TECO Energy Inc. is an energy-related holding company based in Tampa, Florida, and a subsidiary of Emera Incorporated. TECO Energy has several subsidiaries: Tampa Electric Company, which provides electricity to the Tampa Bay Area and parts of Central Florida; Peoples Gas Company, which provides natural gas throughout Florida; and TECO Services, which provides IT, HR, legal, facilities, and other services to current and former TECO subsidiaries.

History
Tampa Electric began in 1899 to manage electric trolley systems in the city of Tampa. On September 4, 2015, Emera, a utility holding company based in Halifax, Nova Scotia, Canada, announced the pending acquisition of TECO Energy. That purchase closed on July 1, 2016, and TECO Energy, Inc. is now a wholly owned subsidiary of Emera, Inc.

SOURCE MATERIAL:
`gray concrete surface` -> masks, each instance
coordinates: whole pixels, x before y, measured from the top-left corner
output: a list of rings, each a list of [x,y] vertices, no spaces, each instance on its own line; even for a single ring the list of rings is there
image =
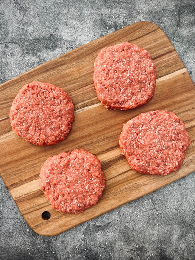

LIST OF TASKS:
[1] Answer these questions about the TECO Energy text:
(a) Which subsidiary provides natural gas throughout Florida?
(b) In what year did Tampa Electric begin?
(c) On what date did Emera's purchase of TECO Energy close?
[2] Repeat word for word the part of the TECO Energy text that begins at the words "TECO Energy Inc." and stops after "of Emera, Inc.".
Work only from the TECO Energy text and ignore the data.

SOLUTIONS TO THE PROBLEMS:
[1]
(a) Peoples Gas Company
(b) 1899
(c) July 1, 2016

[2]
TECO Energy Inc. is an energy-related holding company based in Tampa, Florida, and a subsidiary of Emera Incorporated. TECO Energy has several subsidiaries: Tampa Electric Company, which provides electricity to the Tampa Bay Area and parts of Central Florida; Peoples Gas Company, which provides natural gas throughout Florida; and TECO Services, which provides IT, HR, legal, facilities, and other services to current and former TECO subsidiaries.

History
Tampa Electric began in 1899 to manage electric trolley systems in the city of Tampa. On September 4, 2015, Emera, a utility holding company based in Halifax, Nova Scotia, Canada, announced the pending acquisition of TECO Energy. That purchase closed on July 1, 2016, and TECO Energy, Inc. is now a wholly owned subsidiary of Emera, Inc.